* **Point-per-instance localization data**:

* * * * * * *

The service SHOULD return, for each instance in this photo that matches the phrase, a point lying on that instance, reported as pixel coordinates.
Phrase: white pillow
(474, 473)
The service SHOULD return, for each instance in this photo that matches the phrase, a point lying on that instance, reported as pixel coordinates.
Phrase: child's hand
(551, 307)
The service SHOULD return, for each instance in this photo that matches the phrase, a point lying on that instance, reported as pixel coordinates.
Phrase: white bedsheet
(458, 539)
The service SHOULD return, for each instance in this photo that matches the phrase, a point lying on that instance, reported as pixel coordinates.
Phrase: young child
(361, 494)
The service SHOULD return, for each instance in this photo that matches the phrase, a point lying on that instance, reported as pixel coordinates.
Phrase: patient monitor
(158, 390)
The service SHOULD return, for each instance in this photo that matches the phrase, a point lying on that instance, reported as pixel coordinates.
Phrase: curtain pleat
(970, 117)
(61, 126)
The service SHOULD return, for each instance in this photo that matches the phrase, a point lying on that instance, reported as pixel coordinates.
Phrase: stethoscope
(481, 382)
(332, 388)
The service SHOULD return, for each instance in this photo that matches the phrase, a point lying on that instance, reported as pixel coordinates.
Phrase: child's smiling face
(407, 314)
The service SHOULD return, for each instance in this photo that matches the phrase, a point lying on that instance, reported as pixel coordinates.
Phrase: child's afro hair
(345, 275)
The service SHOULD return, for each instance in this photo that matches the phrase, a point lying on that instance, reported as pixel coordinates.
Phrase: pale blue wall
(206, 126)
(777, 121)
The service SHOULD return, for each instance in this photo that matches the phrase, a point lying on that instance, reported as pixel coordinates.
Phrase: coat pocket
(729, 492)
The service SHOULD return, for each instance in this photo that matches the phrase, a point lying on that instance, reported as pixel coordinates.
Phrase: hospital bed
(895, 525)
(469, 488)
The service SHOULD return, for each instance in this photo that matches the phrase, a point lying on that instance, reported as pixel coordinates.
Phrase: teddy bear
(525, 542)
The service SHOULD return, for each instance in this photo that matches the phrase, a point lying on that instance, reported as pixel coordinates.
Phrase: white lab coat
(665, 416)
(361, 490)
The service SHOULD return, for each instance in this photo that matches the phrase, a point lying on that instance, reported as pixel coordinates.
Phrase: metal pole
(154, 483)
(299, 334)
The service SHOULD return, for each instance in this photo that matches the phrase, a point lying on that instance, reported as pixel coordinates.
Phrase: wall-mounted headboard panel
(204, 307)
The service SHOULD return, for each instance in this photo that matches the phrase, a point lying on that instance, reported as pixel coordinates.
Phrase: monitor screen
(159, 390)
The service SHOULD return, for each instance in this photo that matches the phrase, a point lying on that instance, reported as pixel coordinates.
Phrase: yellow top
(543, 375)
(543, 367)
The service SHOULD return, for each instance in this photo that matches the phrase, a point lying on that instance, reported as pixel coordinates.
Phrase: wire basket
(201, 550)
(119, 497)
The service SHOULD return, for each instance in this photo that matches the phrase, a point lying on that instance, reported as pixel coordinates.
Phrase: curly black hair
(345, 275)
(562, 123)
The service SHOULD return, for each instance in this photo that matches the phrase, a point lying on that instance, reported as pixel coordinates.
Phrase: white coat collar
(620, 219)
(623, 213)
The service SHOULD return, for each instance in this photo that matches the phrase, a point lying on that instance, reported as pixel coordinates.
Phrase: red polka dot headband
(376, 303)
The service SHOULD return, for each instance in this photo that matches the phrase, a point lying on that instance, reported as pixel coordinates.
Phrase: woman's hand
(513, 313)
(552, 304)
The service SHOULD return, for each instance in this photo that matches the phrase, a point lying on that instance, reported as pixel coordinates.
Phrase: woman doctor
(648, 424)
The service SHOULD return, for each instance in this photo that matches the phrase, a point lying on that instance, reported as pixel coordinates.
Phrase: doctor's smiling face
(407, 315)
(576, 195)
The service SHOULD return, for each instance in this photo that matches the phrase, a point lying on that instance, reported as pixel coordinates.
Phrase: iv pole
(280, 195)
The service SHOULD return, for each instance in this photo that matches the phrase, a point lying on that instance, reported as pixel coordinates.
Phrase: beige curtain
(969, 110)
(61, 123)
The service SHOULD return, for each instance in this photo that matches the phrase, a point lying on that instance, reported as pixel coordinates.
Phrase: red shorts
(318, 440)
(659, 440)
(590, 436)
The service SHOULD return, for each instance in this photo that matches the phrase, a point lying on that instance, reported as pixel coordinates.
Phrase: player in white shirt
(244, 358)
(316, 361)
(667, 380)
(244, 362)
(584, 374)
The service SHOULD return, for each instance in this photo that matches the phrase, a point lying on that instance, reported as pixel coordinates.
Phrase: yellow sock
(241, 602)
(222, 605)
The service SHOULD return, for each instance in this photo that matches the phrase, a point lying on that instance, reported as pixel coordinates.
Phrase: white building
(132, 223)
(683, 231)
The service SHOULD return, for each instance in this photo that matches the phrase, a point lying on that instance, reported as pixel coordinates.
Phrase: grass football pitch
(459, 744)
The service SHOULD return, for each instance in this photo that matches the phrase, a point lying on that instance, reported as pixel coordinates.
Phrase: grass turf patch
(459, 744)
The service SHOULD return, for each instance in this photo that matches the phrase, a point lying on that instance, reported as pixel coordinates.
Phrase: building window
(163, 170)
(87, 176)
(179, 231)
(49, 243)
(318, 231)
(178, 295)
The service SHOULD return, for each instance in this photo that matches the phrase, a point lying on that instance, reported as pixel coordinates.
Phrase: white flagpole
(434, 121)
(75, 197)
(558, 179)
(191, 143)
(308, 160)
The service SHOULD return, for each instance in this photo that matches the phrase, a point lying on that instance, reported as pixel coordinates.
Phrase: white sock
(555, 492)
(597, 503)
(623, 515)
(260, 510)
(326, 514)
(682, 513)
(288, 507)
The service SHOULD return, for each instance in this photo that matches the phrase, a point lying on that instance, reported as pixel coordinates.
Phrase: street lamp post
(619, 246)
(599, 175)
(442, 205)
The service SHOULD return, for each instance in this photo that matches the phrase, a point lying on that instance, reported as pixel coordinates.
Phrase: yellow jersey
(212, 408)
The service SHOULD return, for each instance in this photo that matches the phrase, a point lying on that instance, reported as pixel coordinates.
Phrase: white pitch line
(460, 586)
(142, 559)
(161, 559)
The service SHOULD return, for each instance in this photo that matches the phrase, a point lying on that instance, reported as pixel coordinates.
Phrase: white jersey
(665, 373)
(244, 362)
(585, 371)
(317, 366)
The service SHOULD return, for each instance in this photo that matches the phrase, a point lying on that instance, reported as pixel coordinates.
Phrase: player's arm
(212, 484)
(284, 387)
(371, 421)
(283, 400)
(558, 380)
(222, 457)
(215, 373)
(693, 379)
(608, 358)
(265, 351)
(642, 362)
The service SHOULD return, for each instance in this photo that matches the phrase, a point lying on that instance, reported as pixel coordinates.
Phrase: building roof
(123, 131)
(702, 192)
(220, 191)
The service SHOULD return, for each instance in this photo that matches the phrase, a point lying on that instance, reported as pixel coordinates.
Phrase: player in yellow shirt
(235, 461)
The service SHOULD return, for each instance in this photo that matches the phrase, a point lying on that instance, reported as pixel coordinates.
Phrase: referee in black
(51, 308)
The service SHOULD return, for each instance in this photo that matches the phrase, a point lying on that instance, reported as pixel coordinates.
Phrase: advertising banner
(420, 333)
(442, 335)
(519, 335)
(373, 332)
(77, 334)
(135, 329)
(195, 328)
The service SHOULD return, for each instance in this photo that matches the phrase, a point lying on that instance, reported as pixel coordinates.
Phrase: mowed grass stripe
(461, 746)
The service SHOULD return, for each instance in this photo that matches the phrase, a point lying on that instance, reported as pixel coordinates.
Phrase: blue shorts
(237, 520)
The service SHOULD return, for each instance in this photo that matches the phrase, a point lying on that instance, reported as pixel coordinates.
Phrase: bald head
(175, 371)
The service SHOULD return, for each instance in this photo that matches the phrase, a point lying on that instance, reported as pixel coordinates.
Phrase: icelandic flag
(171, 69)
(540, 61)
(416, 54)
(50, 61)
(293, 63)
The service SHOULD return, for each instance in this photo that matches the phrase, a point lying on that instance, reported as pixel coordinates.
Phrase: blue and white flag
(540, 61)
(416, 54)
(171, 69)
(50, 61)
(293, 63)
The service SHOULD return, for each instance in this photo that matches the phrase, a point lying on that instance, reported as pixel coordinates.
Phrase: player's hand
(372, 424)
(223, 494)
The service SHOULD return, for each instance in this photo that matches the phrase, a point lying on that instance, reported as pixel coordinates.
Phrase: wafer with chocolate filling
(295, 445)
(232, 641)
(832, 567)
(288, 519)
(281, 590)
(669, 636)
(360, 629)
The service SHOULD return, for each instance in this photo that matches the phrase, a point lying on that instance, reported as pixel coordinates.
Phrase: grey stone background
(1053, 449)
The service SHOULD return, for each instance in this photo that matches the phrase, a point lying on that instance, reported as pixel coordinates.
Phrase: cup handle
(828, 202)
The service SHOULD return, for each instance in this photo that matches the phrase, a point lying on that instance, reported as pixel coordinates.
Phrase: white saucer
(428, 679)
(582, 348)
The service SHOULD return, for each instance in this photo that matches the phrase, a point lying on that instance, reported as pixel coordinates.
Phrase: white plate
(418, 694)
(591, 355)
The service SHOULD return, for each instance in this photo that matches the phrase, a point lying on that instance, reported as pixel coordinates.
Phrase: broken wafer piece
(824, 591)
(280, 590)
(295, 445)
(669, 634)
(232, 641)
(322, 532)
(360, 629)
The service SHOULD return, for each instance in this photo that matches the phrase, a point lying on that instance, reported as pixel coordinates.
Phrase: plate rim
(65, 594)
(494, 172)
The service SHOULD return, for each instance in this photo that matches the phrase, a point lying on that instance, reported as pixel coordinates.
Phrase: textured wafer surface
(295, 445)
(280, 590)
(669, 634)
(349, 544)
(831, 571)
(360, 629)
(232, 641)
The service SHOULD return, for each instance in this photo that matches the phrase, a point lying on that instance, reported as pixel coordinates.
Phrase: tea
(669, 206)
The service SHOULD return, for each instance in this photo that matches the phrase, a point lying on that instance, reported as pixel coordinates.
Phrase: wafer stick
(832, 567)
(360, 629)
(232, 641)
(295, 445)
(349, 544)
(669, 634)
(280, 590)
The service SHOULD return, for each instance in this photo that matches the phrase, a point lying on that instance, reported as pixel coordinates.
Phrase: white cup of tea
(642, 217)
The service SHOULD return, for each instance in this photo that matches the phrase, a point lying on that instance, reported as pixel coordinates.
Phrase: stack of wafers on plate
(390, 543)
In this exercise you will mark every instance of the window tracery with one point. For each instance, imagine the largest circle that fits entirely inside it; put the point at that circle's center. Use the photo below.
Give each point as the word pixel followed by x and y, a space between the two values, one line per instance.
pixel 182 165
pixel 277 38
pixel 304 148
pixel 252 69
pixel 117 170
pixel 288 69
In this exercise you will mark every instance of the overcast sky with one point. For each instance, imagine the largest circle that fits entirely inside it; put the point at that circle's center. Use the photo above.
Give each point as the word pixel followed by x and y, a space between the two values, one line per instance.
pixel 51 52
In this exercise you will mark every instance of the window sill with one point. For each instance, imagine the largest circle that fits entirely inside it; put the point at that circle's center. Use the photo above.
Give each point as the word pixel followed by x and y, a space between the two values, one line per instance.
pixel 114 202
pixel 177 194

* * * * * * *

* **What is expected**: Before answering, check every line of the records for the string "center", then state how many lines have it, with the number only.

* **The answer**: 3